# What to do
Turn everything from the line containing "Identify a point on every instance of the blue shorts" down to the line containing "x=147 y=236" into a two-column CSV headed instruction and output, with one line per row. Put each row's text and its answer in their own quoted fields, replace line breaks with spaces, and leave the pictures out.

***** Provided data

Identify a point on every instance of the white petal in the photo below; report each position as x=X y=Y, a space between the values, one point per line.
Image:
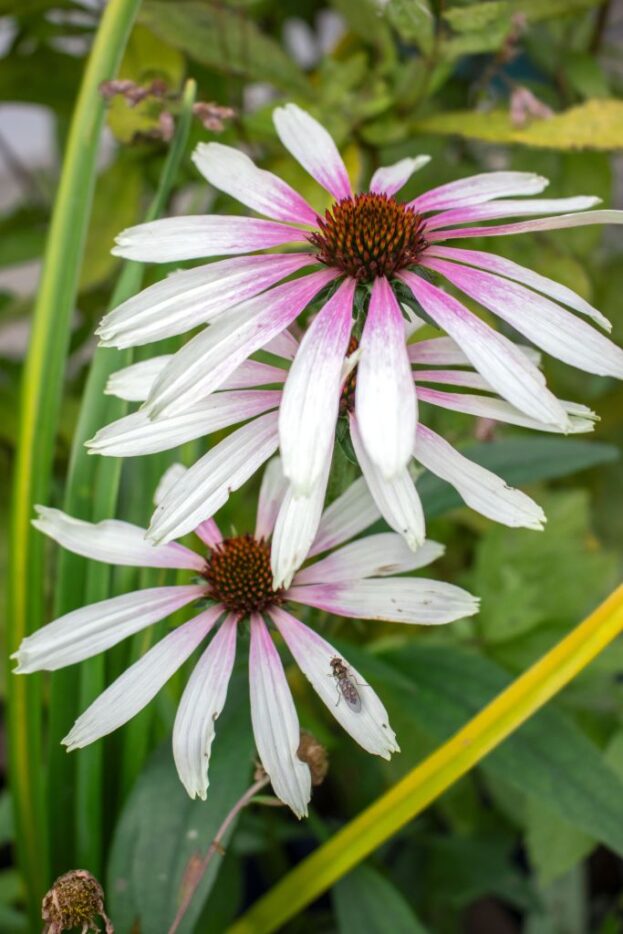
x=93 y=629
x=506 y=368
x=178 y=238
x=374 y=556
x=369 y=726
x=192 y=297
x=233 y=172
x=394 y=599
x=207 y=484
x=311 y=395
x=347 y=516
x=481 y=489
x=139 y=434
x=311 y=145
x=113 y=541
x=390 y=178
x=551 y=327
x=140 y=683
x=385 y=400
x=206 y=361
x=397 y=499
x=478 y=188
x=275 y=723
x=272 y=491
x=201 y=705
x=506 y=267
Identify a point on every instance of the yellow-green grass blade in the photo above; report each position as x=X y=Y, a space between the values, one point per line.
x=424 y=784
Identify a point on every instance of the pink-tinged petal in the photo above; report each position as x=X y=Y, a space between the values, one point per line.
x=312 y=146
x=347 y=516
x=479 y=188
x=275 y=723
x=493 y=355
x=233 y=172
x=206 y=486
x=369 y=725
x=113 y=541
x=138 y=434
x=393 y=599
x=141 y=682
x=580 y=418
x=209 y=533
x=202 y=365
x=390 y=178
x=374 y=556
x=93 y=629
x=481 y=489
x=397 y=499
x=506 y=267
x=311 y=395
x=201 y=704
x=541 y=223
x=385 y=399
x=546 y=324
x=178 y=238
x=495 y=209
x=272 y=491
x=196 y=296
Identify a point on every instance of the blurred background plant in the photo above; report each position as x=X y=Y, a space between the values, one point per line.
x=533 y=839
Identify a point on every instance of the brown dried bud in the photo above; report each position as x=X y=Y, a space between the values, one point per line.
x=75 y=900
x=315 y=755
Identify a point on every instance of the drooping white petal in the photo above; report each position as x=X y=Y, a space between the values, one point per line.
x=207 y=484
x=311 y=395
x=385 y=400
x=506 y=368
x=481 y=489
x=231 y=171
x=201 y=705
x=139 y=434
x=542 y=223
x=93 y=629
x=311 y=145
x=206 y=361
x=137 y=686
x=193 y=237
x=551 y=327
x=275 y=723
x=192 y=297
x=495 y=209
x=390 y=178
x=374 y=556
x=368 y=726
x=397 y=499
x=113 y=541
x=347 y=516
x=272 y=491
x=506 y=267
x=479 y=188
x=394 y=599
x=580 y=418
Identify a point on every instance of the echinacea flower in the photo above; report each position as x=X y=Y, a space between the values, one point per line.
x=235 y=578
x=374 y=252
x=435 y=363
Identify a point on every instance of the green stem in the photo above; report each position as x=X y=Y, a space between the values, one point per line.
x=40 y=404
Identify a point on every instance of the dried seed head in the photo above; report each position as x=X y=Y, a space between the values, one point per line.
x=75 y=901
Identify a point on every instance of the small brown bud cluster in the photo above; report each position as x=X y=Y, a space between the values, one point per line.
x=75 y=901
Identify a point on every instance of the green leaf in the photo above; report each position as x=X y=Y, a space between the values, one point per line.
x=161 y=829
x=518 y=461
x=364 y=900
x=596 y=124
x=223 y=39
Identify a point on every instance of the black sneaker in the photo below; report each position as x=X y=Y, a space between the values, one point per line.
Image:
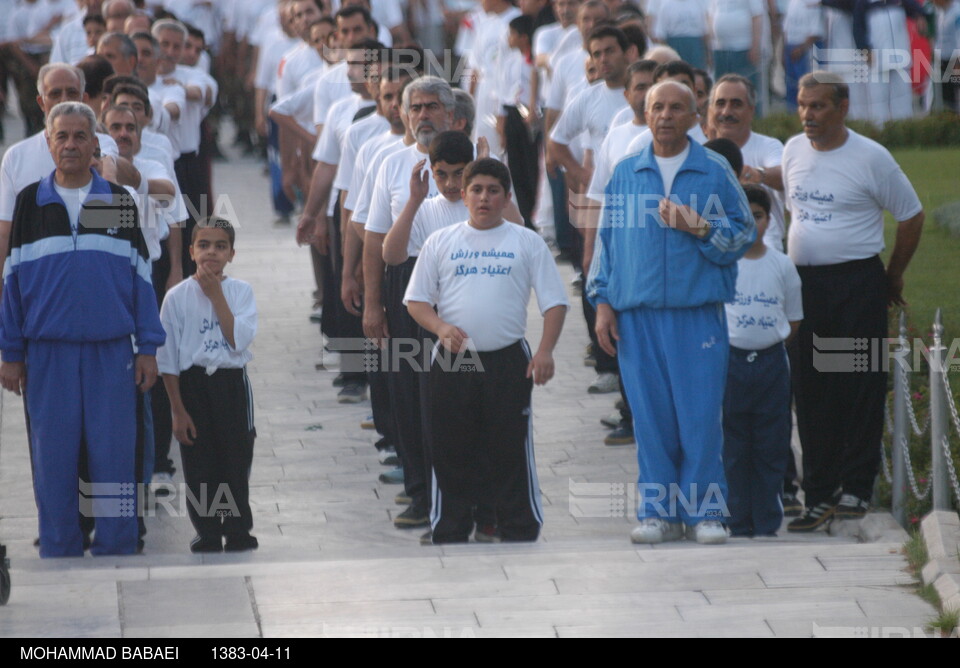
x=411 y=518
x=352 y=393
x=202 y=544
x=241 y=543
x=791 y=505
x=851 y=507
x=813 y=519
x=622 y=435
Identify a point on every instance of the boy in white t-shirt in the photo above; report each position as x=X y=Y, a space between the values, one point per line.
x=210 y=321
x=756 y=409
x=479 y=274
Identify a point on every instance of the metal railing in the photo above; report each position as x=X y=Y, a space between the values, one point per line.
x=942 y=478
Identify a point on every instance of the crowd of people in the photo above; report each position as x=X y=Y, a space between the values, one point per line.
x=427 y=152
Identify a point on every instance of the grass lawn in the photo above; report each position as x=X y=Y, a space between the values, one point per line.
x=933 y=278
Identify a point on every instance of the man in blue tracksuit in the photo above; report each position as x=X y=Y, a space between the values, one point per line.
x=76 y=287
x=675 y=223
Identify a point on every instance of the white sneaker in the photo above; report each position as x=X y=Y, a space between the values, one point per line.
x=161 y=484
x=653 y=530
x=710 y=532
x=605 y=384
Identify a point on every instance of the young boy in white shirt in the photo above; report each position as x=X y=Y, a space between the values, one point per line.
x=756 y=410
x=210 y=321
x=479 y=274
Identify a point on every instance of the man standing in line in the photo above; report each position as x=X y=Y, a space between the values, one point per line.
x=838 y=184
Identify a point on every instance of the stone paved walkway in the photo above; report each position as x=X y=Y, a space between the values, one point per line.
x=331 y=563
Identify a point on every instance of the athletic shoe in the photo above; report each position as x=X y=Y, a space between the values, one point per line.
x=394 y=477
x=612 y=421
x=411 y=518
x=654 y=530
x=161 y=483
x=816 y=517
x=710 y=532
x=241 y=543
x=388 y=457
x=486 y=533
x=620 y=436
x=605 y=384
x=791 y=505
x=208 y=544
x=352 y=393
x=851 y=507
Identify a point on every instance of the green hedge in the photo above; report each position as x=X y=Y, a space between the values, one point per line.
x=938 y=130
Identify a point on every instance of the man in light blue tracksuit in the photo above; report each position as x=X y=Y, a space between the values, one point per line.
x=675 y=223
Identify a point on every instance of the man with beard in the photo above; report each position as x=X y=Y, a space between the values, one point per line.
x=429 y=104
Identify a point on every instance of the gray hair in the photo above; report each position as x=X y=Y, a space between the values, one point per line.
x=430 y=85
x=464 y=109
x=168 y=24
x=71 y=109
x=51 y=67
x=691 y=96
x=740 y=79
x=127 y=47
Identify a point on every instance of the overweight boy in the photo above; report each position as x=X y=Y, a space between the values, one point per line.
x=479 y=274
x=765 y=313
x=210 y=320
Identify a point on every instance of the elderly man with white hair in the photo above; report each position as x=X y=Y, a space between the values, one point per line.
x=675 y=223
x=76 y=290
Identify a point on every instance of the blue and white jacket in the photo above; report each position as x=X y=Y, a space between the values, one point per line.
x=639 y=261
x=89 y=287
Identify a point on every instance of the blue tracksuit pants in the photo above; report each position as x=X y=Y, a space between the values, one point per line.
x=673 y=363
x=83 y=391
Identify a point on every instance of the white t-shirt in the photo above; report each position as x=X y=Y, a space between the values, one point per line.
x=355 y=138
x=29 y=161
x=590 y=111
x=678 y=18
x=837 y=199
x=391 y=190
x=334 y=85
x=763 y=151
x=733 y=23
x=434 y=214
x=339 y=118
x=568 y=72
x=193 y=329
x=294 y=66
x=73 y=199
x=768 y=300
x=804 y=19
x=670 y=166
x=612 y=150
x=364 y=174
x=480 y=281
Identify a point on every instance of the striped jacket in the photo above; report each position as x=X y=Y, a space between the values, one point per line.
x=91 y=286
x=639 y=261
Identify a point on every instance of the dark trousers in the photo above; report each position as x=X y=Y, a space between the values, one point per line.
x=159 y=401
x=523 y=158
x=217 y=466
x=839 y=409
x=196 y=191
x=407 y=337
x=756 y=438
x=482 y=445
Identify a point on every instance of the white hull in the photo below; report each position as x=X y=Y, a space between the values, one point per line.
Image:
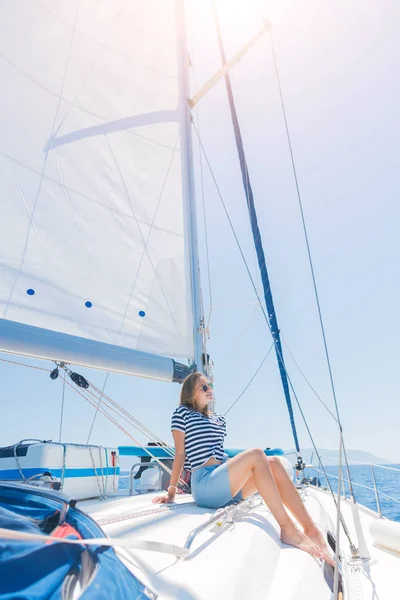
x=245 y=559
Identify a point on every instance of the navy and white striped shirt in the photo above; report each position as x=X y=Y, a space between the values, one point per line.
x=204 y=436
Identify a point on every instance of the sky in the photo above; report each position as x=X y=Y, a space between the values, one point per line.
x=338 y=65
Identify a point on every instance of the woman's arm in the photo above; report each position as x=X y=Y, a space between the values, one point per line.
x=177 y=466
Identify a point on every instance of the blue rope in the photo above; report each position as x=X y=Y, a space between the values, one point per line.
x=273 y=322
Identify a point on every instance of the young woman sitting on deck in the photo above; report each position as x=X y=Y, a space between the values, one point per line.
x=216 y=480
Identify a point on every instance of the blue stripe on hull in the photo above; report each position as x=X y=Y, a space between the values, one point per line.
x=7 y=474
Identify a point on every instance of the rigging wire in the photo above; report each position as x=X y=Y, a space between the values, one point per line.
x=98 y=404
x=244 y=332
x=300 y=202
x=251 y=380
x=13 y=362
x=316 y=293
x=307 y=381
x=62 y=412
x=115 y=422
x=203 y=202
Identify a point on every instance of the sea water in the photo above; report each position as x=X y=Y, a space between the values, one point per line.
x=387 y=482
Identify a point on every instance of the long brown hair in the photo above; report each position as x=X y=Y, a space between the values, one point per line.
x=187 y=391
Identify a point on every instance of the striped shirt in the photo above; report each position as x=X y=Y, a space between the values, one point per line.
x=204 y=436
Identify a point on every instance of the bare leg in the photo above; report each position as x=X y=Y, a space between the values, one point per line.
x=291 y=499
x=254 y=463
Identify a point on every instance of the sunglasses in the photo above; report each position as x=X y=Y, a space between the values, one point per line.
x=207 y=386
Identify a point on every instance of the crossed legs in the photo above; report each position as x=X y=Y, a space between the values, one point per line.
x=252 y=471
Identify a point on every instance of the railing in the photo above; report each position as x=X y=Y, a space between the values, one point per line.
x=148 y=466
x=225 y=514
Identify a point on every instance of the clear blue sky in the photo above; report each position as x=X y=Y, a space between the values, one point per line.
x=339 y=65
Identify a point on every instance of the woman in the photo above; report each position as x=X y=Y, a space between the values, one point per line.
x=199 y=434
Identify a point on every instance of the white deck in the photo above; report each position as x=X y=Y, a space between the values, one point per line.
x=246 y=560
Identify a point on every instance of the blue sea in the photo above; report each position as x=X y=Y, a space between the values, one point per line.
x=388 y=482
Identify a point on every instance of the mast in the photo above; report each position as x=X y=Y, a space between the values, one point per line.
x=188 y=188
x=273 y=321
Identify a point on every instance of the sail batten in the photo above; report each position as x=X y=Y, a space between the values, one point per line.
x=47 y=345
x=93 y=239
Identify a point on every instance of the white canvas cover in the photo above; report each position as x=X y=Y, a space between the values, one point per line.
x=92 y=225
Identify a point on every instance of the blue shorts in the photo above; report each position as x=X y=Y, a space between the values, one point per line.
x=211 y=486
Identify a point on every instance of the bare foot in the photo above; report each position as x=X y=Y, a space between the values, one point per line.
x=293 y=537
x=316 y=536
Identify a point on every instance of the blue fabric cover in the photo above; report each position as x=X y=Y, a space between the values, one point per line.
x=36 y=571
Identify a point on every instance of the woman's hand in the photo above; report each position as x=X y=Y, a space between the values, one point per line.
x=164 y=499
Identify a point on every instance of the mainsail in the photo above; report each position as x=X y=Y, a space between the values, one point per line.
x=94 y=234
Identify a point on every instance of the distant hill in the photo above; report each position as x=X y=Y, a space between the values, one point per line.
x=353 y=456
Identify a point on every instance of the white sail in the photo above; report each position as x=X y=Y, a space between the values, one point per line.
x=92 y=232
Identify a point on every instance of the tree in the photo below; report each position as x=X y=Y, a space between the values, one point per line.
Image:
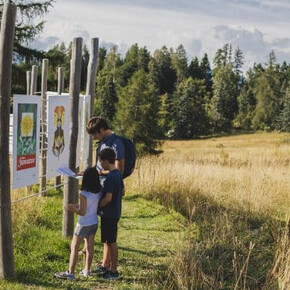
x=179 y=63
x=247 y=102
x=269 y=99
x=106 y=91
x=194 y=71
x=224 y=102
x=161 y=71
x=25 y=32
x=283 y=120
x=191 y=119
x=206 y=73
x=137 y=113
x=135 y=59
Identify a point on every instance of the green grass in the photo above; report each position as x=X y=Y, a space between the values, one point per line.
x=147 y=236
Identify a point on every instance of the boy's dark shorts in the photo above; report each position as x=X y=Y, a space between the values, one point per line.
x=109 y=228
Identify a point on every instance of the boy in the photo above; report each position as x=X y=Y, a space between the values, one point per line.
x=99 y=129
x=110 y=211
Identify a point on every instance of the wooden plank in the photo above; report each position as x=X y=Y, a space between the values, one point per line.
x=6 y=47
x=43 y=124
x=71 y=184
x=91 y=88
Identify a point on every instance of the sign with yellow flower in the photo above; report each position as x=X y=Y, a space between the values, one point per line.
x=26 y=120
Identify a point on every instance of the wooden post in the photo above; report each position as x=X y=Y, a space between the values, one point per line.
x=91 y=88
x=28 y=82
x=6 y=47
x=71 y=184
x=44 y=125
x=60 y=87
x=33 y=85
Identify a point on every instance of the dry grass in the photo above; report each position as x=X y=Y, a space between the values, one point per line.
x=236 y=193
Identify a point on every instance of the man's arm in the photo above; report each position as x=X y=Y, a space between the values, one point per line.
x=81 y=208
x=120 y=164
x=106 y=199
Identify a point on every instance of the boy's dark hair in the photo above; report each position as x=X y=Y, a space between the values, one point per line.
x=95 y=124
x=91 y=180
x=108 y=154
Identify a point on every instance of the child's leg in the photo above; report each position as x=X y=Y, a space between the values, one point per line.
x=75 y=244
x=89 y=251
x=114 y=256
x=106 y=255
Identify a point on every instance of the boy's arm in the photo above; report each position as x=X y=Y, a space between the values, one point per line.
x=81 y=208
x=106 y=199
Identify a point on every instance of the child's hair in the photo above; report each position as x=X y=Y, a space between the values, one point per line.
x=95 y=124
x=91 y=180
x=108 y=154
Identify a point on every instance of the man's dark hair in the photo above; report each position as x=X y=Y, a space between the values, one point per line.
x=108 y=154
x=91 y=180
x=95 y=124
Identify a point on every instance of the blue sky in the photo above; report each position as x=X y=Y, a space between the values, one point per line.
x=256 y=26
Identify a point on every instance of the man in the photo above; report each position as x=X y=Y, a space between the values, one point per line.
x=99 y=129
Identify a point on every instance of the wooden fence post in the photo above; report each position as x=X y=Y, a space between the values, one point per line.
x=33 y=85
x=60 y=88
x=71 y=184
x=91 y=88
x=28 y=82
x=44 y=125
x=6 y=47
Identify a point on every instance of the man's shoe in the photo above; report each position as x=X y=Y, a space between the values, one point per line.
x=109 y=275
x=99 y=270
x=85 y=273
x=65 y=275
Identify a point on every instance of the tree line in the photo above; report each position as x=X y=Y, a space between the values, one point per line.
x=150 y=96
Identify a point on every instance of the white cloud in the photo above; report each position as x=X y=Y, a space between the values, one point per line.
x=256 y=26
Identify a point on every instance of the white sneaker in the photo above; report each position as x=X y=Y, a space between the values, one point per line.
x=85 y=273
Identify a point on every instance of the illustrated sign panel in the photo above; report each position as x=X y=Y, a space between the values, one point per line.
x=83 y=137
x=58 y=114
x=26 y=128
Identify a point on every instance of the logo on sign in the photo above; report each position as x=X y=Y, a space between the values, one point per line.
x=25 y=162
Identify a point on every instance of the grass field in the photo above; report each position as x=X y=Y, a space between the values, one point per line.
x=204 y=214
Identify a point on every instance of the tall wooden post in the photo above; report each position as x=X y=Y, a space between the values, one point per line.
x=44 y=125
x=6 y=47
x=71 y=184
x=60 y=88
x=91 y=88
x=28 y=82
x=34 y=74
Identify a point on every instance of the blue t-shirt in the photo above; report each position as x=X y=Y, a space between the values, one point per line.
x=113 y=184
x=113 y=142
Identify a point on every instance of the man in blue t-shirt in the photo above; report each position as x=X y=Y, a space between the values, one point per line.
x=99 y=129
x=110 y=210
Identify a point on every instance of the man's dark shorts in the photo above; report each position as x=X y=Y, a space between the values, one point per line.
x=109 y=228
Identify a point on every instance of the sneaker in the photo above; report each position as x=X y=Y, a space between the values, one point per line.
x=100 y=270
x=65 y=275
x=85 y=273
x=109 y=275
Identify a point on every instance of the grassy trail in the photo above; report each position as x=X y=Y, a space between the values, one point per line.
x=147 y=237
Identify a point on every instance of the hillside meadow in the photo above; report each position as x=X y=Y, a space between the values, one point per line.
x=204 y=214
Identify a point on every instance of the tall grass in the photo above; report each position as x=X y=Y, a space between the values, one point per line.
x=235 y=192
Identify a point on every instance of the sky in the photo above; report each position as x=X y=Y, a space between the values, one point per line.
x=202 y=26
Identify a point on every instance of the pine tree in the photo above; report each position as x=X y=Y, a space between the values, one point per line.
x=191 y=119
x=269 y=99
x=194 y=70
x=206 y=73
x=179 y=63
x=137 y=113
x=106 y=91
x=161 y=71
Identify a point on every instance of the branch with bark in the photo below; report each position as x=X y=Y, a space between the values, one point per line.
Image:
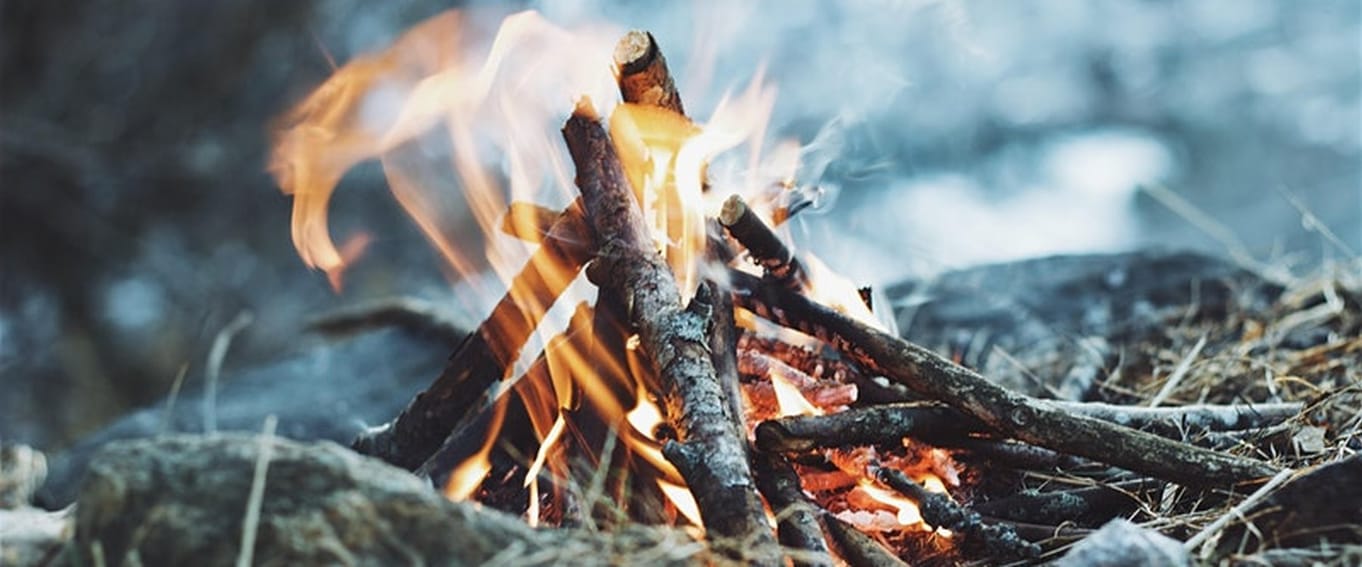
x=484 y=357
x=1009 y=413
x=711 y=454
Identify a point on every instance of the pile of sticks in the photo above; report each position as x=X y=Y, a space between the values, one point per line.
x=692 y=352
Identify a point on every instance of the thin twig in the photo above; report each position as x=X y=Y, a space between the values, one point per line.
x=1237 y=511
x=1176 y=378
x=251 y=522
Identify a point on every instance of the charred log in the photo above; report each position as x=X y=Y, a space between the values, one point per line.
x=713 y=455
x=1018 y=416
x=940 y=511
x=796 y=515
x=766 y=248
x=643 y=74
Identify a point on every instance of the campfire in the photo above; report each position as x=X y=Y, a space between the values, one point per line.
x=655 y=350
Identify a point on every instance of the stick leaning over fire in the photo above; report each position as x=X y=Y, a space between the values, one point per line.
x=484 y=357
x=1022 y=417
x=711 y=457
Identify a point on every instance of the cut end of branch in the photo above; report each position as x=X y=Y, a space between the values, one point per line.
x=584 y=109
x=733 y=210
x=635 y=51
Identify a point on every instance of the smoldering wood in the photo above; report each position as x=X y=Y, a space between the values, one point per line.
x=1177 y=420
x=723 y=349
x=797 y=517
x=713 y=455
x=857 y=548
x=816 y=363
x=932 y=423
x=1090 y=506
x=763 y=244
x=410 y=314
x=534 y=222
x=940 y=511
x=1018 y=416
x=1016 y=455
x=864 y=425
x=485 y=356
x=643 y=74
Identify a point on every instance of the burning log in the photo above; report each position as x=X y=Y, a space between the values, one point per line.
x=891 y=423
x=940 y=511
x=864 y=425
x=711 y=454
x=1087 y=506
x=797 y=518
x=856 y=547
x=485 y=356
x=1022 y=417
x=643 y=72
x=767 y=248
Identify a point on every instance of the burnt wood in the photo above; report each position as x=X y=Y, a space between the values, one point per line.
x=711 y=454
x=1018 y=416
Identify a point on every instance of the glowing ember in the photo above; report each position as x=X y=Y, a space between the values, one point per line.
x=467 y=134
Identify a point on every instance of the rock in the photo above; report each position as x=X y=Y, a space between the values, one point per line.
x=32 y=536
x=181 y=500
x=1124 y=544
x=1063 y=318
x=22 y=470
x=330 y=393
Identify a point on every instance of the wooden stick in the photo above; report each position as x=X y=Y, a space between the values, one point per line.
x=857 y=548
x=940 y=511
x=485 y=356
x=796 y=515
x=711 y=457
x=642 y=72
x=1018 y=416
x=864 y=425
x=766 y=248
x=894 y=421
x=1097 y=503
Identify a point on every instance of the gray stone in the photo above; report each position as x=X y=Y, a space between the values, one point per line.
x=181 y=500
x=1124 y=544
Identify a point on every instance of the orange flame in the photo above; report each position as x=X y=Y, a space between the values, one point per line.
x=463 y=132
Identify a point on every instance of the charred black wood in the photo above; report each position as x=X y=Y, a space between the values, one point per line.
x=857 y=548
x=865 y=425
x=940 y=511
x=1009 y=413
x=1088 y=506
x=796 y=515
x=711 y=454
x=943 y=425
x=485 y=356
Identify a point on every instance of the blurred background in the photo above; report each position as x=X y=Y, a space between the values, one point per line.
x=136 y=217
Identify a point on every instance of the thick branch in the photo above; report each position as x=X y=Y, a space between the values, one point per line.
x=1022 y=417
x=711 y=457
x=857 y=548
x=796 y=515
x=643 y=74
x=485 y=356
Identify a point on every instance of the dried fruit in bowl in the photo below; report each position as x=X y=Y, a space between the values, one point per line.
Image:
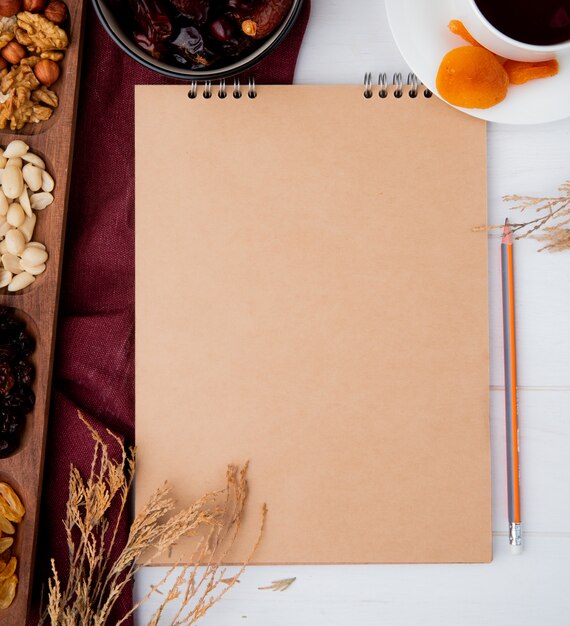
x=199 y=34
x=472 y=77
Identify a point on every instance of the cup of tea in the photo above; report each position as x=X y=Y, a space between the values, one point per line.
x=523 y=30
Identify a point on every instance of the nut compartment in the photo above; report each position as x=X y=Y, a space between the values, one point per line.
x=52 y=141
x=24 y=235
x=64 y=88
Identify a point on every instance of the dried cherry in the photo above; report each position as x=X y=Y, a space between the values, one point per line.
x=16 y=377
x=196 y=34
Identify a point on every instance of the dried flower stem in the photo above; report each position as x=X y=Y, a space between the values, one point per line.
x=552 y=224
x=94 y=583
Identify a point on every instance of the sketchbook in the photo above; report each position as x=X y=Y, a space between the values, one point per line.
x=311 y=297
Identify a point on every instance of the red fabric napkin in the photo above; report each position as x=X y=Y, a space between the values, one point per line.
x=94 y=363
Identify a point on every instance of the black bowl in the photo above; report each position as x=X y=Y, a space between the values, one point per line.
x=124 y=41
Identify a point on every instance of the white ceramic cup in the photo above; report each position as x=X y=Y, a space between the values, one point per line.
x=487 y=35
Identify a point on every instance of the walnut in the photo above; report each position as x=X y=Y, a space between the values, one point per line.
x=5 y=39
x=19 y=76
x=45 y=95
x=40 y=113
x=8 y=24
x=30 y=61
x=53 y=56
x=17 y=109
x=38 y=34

**********

# Correct output
instruction,output
"Identify a point on every instance of the blue shorts in the photo above; report each position as x=X y=Y, a space between the values, one point per line.","x=211 y=486"
"Identify a point on every instance of the bare foot in the photo above; report each position as x=X y=Y, a space between the values, one point per line.","x=293 y=537 x=316 y=536"
"Identify a point on every instance of the blue fabric cover in the photo above; report each position as x=X y=Y, a space between the values, one point per line.","x=36 y=571"
"Identify a point on every instance of the woman's hand in the photo above; report each position as x=X y=Y, a space between the values, one point per line.","x=164 y=499"
"Identify a point on every instance of the mainsail in the photo above; report each position as x=X y=Y, a space between the values, one point per line.","x=94 y=234"
"Identify a point on every instance of the distant hill in the photo above; report each position as x=X y=Y, a space between the values, one point per line.","x=353 y=456"
"Identify a point on every instance of the white sail in the photo above; report each position as x=X y=Y, a space between the values, one point per line.","x=92 y=232"
"Identify a point on every instance of the tree in the photo below; report each position as x=X y=Y, a space between the values, one point per line. Image:","x=179 y=63 x=247 y=102 x=269 y=99 x=106 y=91 x=194 y=71 x=224 y=102 x=161 y=71 x=25 y=32 x=283 y=120 x=191 y=119 x=206 y=73 x=137 y=113 x=135 y=59"
"Identify a point on every instance of the green grass in the photo above; report each position as x=X y=Y, a space between the values, one point per line.","x=147 y=236"